● **Data listing**
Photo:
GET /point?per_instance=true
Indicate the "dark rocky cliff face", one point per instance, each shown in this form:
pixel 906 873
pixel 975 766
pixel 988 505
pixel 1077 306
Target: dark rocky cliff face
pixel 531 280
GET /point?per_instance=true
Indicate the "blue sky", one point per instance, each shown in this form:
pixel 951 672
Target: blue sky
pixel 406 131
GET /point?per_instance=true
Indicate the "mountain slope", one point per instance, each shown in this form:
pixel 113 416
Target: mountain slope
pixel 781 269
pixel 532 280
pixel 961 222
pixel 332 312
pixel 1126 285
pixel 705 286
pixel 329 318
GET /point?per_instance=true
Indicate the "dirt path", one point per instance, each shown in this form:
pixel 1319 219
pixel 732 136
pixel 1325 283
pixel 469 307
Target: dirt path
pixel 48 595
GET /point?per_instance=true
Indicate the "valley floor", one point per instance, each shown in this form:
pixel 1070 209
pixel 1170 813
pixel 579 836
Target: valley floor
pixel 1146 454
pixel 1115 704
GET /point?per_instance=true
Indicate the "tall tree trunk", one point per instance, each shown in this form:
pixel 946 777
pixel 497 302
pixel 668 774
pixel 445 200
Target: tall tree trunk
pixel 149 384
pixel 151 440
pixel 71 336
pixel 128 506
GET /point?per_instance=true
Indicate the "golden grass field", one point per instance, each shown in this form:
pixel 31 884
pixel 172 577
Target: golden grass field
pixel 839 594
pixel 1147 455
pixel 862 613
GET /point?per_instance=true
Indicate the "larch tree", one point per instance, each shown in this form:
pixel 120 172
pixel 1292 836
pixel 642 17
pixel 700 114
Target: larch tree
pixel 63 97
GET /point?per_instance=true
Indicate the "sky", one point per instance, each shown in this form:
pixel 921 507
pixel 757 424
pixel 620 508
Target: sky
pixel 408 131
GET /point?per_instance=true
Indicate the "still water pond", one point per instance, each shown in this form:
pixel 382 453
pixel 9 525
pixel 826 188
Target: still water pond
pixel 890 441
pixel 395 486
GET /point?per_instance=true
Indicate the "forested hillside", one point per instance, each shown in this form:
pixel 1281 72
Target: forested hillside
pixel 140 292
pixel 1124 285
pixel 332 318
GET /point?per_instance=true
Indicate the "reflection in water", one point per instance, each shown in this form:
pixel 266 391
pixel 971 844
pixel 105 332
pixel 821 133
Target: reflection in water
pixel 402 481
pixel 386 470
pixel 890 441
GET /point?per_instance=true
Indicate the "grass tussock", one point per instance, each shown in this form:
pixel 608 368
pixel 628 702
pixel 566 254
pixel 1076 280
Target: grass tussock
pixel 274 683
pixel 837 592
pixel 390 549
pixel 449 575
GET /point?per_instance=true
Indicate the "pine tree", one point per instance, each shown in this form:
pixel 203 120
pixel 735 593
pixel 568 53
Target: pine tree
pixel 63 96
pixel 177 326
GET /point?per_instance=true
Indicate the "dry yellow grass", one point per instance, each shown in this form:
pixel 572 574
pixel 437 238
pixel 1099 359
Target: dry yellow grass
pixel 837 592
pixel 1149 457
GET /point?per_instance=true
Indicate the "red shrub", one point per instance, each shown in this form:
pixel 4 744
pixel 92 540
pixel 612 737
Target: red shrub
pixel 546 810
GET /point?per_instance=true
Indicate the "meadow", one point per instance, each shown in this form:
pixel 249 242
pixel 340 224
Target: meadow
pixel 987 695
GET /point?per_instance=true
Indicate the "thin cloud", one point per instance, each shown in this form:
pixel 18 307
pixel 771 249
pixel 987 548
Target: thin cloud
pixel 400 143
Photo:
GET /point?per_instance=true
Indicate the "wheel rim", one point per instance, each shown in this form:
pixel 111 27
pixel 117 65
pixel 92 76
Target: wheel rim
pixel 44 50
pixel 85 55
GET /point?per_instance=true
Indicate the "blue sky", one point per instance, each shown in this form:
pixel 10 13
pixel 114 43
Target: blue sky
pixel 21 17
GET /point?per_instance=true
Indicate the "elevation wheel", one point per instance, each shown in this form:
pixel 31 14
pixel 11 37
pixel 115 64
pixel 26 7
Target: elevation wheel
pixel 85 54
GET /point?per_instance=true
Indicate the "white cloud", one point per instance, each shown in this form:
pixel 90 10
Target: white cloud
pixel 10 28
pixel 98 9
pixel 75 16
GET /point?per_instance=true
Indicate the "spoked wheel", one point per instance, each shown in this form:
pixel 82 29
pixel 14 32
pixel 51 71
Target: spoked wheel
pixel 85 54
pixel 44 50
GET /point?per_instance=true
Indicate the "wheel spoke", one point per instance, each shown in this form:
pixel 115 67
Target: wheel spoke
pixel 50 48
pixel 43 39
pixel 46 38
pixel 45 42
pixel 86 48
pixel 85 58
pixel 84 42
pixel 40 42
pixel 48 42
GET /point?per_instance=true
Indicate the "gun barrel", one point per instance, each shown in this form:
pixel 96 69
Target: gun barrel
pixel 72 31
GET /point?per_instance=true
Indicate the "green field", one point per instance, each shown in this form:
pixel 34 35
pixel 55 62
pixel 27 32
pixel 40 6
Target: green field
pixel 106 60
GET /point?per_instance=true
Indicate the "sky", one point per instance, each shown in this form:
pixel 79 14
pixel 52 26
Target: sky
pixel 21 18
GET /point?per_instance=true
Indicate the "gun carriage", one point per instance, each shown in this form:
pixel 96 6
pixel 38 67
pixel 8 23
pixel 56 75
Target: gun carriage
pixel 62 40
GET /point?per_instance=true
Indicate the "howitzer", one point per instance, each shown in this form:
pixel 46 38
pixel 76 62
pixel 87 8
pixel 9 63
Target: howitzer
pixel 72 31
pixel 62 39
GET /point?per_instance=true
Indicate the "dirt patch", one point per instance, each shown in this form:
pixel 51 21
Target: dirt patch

● **About this task**
Transcribe every entry exactly as it reads.

● **Response area**
Photo:
GET /point?per_instance=true
Indicate the "dark rocky cliff face", one point per instance, each shown in this form:
pixel 906 873
pixel 975 766
pixel 988 505
pixel 1077 306
Target: dark rocky cliff face
pixel 531 280
GET /point?per_instance=true
Indicate the "blue sky", one point per instance, each shown in this form:
pixel 951 672
Target: blue sky
pixel 406 131
GET /point?per_instance=true
Indicate the "mountain slope", one point per instance, each shown in this form:
pixel 113 416
Target: mountain slope
pixel 781 269
pixel 532 280
pixel 961 222
pixel 332 312
pixel 1126 285
pixel 705 286
pixel 329 318
GET /point?per_instance=true
Indicate the "dirt path", one point per instance, each shown in this form:
pixel 1319 219
pixel 732 136
pixel 1325 283
pixel 469 307
Target: dirt path
pixel 48 595
GET /point?per_instance=true
Indicate the "valley floor", one point per instance, each shown in this form:
pixel 1070 209
pixel 1170 813
pixel 579 836
Target: valley floor
pixel 1146 454
pixel 1115 704
GET /point?per_instance=true
Indicate the "tall tree trunk", one point per instance, each shown in this form:
pixel 946 777
pixel 497 302
pixel 668 774
pixel 445 200
Target: tall tree trunk
pixel 149 384
pixel 151 440
pixel 71 336
pixel 128 506
GET /point?per_instance=true
Indicate the "golden grass field", one point per instance, each shown in this form:
pixel 31 884
pixel 172 577
Target: golden grass field
pixel 839 594
pixel 1147 455
pixel 862 613
GET /point?per_instance=true
Indicate the "larch tree", one point per instance, each shown in this form:
pixel 120 172
pixel 1292 836
pixel 642 17
pixel 700 114
Target: larch tree
pixel 63 97
GET /point?per_instance=true
Indicate the "sky", one point per instance, each shown in this form:
pixel 921 507
pixel 757 424
pixel 620 508
Target: sky
pixel 408 131
GET /point?per_instance=true
Indicate the "still water pond", one point per instance, each shown in this form:
pixel 382 453
pixel 9 525
pixel 826 188
Target: still water pond
pixel 890 441
pixel 395 486
GET /point?per_instance=true
Indicate the "forested hillside", one point per instance, each shown in this form:
pixel 1281 72
Target: forested hillside
pixel 140 292
pixel 1124 285
pixel 332 318
GET /point?per_instance=true
Indicate the "reflection in water", one point per instance, each shown in this form:
pixel 266 391
pixel 971 844
pixel 105 332
pixel 821 133
Target: reflection in water
pixel 402 481
pixel 386 470
pixel 890 441
GET /point?per_instance=true
Indicate the "grass tussock", one point per instance, each shown in this form:
pixel 608 368
pixel 628 702
pixel 566 254
pixel 1076 280
Target: grass tussock
pixel 274 683
pixel 837 592
pixel 390 549
pixel 449 575
GET /point?per_instance=true
Indicate the "pine tree", one point per instance, each shown in this form:
pixel 203 120
pixel 735 593
pixel 568 53
Target: pine tree
pixel 63 96
pixel 177 326
GET /point?per_instance=true
Indicate the "dry yellow grass", one point per instance, each shown in this form:
pixel 572 574
pixel 437 238
pixel 1099 359
Target: dry yellow grass
pixel 837 592
pixel 1149 457
GET /point?per_instance=true
Indicate the "red shrub", one point per instance, each shown in this form:
pixel 4 744
pixel 92 540
pixel 612 737
Target: red shrub
pixel 546 810
GET /point?per_instance=true
Indicate the "meadow", one point per instance, each shown in this form:
pixel 249 242
pixel 340 224
Target: meadow
pixel 987 695
GET /point?per_instance=true
Indicate the "thin cloud", one point per instance, each shown in this form:
pixel 18 307
pixel 771 249
pixel 987 548
Target: thin cloud
pixel 400 143
Photo:
GET /point?per_instance=true
Indicate the "wheel rim", one point per instance, each shown in this form:
pixel 111 27
pixel 117 65
pixel 92 76
Target: wheel rim
pixel 44 50
pixel 85 55
GET /point?per_instance=true
Indicate the "blue sky", one point per instance, each shown in this form:
pixel 10 13
pixel 114 43
Target: blue sky
pixel 21 17
GET /point?per_instance=true
Indicate the "elevation wheel", one point per instance, each shown in this form:
pixel 31 14
pixel 11 37
pixel 115 64
pixel 26 7
Target: elevation wheel
pixel 85 54
GET /point?per_instance=true
Indicate the "white cloud", one point per instance, each shown in this form:
pixel 90 10
Target: white cloud
pixel 10 28
pixel 98 9
pixel 75 16
GET /point?per_instance=true
Indicate the "spoked wheel", one point per instance, each shown in this form:
pixel 82 29
pixel 14 32
pixel 51 71
Target: spoked wheel
pixel 85 54
pixel 44 50
GET /point?per_instance=true
Indicate the "wheel spoke", one point per instance, each shown in this form:
pixel 115 67
Target: wheel spoke
pixel 50 48
pixel 43 39
pixel 46 38
pixel 45 42
pixel 86 48
pixel 85 58
pixel 84 42
pixel 40 42
pixel 48 42
GET /point?per_instance=true
Indicate the "gun barrel", one point per instance, each shown in this form:
pixel 96 69
Target: gun barrel
pixel 72 31
GET /point?per_instance=true
Indicate the "green field", one point per instance, each shown in this form:
pixel 34 35
pixel 55 62
pixel 27 32
pixel 40 6
Target: green field
pixel 106 60
GET /point?per_instance=true
Indicate the "sky", one point per instance, each shown in this form:
pixel 79 14
pixel 52 26
Target: sky
pixel 21 18
GET /point?per_instance=true
Indicate the "gun carriage", one point per instance, each shown in this form:
pixel 96 6
pixel 38 67
pixel 8 23
pixel 56 75
Target: gun carriage
pixel 62 40
GET /point?per_instance=true
Indicate the "howitzer", one point per instance, each shown in this form:
pixel 46 38
pixel 76 62
pixel 87 8
pixel 9 63
Target: howitzer
pixel 72 31
pixel 62 39
GET /point?per_instance=true
Indicate the "dirt patch", one point per instance, each shown in this form:
pixel 51 21
Target: dirt patch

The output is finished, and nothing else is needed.